====== Raw data

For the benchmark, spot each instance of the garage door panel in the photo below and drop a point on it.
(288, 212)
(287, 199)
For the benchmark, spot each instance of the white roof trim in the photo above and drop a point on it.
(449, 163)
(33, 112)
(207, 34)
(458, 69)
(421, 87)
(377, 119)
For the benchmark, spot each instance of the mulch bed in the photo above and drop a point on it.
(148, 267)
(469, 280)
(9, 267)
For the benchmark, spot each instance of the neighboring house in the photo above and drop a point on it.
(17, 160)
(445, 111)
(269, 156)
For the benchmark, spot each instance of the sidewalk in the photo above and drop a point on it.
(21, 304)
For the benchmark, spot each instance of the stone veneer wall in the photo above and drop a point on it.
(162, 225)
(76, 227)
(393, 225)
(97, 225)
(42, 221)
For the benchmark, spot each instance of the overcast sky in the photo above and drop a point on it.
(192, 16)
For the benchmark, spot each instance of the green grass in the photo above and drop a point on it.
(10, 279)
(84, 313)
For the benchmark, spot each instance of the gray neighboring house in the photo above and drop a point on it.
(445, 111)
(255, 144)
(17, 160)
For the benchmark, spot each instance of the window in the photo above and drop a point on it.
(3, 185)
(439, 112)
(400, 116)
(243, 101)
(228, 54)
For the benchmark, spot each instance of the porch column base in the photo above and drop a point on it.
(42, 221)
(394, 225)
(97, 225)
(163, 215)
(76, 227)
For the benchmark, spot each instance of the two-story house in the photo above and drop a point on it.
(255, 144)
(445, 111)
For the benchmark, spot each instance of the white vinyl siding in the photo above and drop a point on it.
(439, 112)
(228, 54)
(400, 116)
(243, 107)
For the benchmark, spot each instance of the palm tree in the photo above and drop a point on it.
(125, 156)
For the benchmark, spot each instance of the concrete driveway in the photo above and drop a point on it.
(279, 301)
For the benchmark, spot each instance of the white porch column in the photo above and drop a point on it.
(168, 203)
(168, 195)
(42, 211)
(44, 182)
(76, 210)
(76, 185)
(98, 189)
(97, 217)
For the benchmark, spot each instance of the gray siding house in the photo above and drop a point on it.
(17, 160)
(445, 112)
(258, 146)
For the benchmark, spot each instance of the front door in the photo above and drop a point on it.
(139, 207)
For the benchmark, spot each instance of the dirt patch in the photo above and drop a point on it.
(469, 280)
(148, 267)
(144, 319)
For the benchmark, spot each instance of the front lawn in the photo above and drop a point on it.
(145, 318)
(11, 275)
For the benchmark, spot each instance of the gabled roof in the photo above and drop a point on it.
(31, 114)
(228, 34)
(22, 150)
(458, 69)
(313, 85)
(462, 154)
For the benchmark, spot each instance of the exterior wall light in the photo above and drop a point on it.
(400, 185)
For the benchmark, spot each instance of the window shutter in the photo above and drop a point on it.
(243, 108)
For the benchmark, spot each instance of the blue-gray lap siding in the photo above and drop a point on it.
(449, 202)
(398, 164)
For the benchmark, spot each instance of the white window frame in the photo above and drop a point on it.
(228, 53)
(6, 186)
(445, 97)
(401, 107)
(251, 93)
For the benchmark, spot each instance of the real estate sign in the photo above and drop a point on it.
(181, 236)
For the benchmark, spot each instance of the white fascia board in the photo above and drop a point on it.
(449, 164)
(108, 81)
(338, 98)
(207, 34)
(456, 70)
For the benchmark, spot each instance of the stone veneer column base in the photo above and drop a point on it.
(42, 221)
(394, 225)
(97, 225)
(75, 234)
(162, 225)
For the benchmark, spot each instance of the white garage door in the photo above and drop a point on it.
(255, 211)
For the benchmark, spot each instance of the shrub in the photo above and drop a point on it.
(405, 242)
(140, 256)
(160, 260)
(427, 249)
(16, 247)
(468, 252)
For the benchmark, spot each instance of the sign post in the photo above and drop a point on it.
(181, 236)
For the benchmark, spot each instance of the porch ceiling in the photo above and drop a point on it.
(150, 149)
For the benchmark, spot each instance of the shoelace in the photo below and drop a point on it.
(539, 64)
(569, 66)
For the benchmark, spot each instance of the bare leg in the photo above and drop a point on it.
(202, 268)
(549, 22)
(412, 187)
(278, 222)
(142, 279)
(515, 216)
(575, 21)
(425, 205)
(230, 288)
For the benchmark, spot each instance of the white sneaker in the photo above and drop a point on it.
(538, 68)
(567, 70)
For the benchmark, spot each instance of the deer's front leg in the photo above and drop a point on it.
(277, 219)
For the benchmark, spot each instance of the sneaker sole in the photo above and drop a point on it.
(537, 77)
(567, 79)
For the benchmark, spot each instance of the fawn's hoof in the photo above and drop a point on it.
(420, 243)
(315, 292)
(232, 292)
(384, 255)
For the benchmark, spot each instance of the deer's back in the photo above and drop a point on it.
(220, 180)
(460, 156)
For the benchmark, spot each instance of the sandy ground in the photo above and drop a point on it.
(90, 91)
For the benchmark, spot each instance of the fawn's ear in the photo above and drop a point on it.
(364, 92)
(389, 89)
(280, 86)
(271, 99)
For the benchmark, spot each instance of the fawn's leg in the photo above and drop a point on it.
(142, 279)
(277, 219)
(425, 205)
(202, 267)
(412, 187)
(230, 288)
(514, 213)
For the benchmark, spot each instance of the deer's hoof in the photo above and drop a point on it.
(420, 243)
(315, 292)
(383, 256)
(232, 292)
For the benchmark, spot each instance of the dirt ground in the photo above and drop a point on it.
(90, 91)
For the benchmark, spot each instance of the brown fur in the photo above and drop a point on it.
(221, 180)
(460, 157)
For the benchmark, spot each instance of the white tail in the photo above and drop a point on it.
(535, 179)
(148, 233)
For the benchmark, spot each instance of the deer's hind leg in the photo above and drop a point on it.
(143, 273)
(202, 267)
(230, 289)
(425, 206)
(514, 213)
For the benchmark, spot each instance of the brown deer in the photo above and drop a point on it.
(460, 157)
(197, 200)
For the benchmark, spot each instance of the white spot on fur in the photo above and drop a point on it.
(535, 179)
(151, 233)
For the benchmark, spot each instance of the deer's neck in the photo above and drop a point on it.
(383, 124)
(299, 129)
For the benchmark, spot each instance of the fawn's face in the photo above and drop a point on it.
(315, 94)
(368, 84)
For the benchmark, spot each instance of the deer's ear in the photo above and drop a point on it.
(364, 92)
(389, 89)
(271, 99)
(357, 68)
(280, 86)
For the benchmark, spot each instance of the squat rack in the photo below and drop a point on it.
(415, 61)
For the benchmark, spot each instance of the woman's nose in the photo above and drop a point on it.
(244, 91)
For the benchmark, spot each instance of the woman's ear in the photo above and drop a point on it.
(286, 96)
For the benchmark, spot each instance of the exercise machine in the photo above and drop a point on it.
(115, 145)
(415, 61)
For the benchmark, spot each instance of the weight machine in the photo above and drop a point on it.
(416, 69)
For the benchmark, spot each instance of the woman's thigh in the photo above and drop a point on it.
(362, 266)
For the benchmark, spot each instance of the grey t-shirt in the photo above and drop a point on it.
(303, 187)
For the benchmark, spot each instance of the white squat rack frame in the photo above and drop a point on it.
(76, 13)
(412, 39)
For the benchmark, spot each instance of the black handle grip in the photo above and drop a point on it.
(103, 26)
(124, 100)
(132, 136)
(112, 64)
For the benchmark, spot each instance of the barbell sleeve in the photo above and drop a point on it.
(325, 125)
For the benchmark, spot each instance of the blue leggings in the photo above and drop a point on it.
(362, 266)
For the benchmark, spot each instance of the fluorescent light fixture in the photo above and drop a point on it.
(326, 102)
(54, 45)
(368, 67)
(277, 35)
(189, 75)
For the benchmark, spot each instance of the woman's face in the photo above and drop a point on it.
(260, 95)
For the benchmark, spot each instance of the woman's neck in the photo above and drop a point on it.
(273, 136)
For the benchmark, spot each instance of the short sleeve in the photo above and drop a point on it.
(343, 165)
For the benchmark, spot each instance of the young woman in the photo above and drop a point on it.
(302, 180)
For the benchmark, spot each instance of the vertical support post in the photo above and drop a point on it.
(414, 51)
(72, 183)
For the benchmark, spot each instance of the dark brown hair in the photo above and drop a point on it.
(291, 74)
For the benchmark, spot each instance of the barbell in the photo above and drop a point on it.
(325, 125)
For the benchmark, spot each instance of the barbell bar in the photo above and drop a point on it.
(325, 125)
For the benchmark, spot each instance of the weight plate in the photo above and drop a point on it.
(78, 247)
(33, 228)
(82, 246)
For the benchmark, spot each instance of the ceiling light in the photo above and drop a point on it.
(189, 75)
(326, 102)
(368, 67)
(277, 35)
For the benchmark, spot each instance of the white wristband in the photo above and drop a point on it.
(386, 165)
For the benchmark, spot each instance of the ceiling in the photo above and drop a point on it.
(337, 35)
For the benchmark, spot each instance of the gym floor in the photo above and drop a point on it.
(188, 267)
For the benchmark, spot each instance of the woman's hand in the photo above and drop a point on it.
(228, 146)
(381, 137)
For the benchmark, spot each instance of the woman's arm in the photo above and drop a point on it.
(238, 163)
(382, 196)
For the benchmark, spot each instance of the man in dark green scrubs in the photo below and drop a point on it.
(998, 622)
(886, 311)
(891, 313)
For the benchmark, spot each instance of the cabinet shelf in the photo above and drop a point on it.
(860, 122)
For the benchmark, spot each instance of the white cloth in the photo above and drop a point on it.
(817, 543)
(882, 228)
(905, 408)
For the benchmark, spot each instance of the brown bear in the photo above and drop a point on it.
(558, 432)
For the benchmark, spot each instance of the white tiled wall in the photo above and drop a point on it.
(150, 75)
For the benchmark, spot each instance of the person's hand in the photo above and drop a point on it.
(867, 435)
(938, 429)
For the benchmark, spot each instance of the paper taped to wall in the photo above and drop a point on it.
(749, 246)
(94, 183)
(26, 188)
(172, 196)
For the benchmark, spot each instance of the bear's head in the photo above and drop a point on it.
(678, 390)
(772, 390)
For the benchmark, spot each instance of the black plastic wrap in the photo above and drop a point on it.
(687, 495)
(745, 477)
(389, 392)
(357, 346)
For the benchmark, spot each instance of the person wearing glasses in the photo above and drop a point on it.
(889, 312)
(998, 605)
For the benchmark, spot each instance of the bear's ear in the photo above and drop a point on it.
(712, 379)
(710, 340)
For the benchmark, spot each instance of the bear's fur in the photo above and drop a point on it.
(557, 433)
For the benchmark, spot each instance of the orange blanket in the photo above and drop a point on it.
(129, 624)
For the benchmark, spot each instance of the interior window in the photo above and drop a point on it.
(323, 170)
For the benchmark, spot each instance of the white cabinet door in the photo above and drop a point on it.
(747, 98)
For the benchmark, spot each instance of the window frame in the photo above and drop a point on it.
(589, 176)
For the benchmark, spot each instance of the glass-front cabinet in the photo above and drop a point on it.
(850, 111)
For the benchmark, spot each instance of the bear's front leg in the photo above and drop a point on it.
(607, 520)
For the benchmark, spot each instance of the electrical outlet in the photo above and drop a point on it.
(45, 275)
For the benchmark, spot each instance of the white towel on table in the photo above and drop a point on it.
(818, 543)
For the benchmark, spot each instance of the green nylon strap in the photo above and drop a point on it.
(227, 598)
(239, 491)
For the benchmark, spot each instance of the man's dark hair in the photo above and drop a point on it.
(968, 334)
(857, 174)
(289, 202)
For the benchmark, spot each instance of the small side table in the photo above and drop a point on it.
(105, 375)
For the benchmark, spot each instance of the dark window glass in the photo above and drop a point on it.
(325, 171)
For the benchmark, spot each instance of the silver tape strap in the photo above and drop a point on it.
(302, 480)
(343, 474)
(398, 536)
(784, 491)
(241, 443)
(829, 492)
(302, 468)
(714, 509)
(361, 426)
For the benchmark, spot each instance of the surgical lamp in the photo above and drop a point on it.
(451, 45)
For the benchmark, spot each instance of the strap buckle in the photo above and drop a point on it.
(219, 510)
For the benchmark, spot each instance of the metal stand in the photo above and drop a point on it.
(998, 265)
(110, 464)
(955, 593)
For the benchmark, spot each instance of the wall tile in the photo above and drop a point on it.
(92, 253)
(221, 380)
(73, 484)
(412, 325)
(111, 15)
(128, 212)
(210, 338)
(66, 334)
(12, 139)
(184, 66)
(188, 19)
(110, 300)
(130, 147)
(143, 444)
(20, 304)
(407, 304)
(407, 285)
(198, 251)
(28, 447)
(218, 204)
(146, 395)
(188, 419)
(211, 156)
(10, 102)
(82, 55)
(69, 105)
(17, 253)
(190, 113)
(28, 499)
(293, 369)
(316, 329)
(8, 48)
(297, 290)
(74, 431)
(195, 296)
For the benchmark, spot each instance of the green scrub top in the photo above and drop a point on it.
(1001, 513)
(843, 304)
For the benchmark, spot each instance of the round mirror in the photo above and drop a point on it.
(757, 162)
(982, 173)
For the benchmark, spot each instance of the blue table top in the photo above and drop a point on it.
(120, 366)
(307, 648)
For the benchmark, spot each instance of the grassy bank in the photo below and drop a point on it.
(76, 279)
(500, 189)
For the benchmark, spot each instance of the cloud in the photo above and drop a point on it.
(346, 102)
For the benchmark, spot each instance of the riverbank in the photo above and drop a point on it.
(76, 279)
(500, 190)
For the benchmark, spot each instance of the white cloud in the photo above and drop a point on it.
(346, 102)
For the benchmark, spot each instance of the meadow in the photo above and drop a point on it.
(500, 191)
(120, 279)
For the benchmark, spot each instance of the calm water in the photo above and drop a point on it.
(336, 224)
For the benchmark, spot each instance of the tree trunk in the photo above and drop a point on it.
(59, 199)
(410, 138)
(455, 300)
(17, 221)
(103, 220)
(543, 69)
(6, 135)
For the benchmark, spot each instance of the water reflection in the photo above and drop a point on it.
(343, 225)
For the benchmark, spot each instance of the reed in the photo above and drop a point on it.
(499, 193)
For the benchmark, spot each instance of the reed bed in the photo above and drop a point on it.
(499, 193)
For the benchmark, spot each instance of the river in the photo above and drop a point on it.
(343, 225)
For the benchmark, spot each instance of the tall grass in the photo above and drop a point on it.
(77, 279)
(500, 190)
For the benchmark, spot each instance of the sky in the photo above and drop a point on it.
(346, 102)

============

> **Task goal**
Return, unchanged, each line from the line containing "For the benchmark, spot each instance of the water" through the last line of the material.

> **Response to the task**
For the benchmark, spot each instance of the water reflection in the photo above and drop a point on it.
(343, 225)
For the benchmark, spot each instance of the reed in the photo above and drop a point on it.
(499, 193)
For the benchmark, spot each instance of the reed bed in the photo above and drop a point on it.
(499, 193)
For the benchmark, spot each instance of the river in the photo above and drop a point on it.
(343, 225)
For the benchmark, spot each instance of the tall grass in the photo above and drop a point on it.
(77, 279)
(500, 190)
For the benchmark, spot each instance of the sky in the photo above and drop a point on it.
(346, 102)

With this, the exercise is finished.